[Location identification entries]
- - - -

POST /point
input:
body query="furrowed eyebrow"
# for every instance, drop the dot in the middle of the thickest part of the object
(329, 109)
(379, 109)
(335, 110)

- - - -

--- Work to be completed ---
Recast every line of the items above as a Markdown table with two columns, Row and Line. Number each row and leave out blank lines.

--- Problem solution ---
| Row | Line |
|---|---|
| 1 | POST /point |
| 2 | input: |
| 3 | body query="furrowed eyebrow" |
| 4 | # for every instance, drop the dot in the middle of the thickest part of the object |
| 5 | (329, 109) |
| 6 | (379, 109) |
| 7 | (335, 110) |